**Passage given:**
While such speech is still protected by the First Amendment, meaning a defendant facing a SLAPP lawsuit is likely to prevail on the merits, litigation can be expensive, requiring a defendant to hire an attorney, and daunting, soaking up a defendant’s time and generating stress over the outcome.
That’s where anti-SLAPP statutes, which Phillips says try to protect defendants not just from liability but the lawsuit itself, come into play.

Connecticut’s anti-SLAPP statute went into place in 2018 after being unanimously passed by the legislature in 2017. In a nutshell, the law creates a special motion to dismiss that stays discovery and expedites termination if the suit seeks to punish a defendant for protected speech.
“In any civil action in which a party files a complaint, counterclaim or cross claim against an opposing party that is based on the opposing party’s exercise of its right of free speech, right to petition the government, or right of association under the Constitution of the United States or the Constitution of the state in connection with a matter of public concern, such opposing party may file a special motion to dismiss the complaint, counterclaim or cross claim.” the statute reads.
For the purposes of the law, a matter of public concern is an issue related to health or safety; environmental, economic, or community wellbeing; the government, zoning, and other regulatory matters; a public official or public figure; or an audiovisual work.
The law is intended to protect individuals facing SLAPP lawsuits in the following way:
When a lawsuit is brought against an individual based on protected First Amendment rights—speech, association, petition of the government—or in connection with a matter of public concern, that individual can file a special motion to dismiss the complaint within 30 days. The court can extend the time to file a special motion to dismiss if there is good cause.
When a special motion to dismiss is filed, the court stays all discovery in the suit. That stay remains in effect until the court grants or denies the special motion to dismiss. The court, however, can still grant a party’s or its own motion to order “specified and limited discovery” relevant to the motion.
The court then conducts an expedited hearing on the special motion to dismiss, which occurs no later than 60 days from the date the motion was filed, unless there are extenuating circumstances.

**Your tasks:**
1. Using the passage on Connecticut's anti-SLAPP law above, decide whether each statement agrees with it, answering yes or no and quoting the words that settle it: (a) Connecticut's legislature passed the anti-SLAPP statute unanimously in 2017. (b) Once a special motion to dismiss is filed, the court may order no discovery at all until it rules. (c) The expedited hearing on the motion must take place within 30 days of filing.
2. Write what comes next in the passage on Connecticut's anti-SLAPP law, picking up after its last sentence.

**Records:**
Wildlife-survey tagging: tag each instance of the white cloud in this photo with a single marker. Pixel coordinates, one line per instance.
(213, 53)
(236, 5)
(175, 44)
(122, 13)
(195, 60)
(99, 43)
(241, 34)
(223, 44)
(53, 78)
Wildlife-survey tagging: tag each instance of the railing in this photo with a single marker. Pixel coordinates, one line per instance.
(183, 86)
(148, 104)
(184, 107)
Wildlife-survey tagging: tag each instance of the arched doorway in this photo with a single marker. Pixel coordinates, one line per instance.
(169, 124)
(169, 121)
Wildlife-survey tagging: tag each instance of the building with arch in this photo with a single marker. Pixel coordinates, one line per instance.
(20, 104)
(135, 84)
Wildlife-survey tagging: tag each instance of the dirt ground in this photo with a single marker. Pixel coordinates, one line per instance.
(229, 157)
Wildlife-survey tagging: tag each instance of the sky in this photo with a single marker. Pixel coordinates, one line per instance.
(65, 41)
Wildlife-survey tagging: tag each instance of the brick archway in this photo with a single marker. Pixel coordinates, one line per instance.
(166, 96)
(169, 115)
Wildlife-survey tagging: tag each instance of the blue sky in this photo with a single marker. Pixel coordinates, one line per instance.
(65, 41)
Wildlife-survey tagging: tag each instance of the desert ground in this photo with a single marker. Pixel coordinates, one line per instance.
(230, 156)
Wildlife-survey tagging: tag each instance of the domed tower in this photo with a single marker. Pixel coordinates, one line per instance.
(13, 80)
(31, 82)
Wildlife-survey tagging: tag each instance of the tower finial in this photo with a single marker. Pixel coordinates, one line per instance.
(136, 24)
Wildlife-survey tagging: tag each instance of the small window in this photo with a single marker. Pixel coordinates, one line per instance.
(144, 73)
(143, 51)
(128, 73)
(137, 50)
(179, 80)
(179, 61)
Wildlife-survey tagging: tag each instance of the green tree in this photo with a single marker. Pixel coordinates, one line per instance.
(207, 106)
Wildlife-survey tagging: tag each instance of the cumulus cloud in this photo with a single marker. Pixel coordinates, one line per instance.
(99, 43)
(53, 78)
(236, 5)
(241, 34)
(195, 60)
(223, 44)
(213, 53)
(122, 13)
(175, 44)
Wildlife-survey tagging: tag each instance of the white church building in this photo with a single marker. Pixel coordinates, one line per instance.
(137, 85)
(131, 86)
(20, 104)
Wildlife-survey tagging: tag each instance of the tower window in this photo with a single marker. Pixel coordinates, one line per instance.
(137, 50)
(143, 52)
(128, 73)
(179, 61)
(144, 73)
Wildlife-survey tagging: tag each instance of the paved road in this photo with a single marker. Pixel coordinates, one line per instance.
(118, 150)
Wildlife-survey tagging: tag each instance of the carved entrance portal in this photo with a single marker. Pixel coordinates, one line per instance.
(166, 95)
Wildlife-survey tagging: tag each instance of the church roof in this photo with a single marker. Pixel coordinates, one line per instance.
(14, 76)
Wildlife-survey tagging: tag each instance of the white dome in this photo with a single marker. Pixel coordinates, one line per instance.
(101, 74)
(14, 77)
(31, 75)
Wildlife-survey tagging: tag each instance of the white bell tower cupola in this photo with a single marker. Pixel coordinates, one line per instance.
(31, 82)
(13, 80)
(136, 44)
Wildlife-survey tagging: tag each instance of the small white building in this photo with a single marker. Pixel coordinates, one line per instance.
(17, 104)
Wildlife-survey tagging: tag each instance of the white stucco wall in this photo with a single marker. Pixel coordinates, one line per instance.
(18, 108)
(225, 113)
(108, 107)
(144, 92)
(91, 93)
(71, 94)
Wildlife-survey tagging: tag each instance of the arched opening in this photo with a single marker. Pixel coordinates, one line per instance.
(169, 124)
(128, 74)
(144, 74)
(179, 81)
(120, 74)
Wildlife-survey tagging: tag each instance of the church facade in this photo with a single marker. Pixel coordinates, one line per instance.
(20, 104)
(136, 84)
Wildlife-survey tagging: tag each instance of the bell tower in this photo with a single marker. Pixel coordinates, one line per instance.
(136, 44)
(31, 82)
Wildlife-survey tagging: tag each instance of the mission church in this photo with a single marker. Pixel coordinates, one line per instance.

**Task answers:**
1.
(a) Yes: "went into place in 2018 after being unanimously passed by the legislature in 2017"
(b) No: "The court, however, can still grant a party’s or its own motion to order “specified and limited discovery” relevant to the motion."
(c) No: "no later than 60 days from the date the motion was filed, unless there are extenuating circumstances"

2.
In determining how to rule on the special motion to dismiss, the court looks at pleadings and supporting and opposing affidavits “attesting to the facts upon which liability or a defense, as the case may be, is based.”
The law directs the courts to grant the special motion to dismiss if the party who brought the motion can show by a preponderance of the evidence that the opposing party’s complaint (i.e., the SLAPP suit) is based on their protected First Amendment activities or as a matter of public concern. The only exception to such a ruling is if the person filing the SLAPP suit can show “with particularity” the circumstances that give rise to the complaint and show the court there is probable cause they will prevail on the merits.
Rulings on special motions are to be made “as soon as practicable.”
If the court grants a special motion to dismiss, the law directs it to award costs and attorney’s fees to the party who filed the special motion to dismiss. If the court denies the motion and deems it “frivolous and solely intended to cause unnecessary delay” the law directs it to award costs and attorney’s fees to the opposing party.
According to Phillips, who describes Connecticut’s anti-SLAPP statute as “pretty good,” staying discovery and the awarding of attorney’s fees are important elements of the law. “Discovery is often the most expensive part, especially in a lawsuit.” said Phillips. The law means that someone who is being sued for protected speech doesn’t have to deal with discovery until the special motion to dismiss is ruled on.
The law’s requirement that courts award attorney’s fees that are incurred in a lawsuit brought against protected speech also helps reimburse defendants who are sued simply for exercising their rights, Phillips added.
In addition, Phillips referenced several recent decisions from the Connecticut Supreme Court that established an immediate right to appeal in the event a court rules against a special motion to dismiss.

Connecticut’s anti-SLAPP law currently has an A- grade from the Institute for Free Speech (IFS), a non-profit organization that provides pro-bono legal services to people whose First Amendment rights are being threatened.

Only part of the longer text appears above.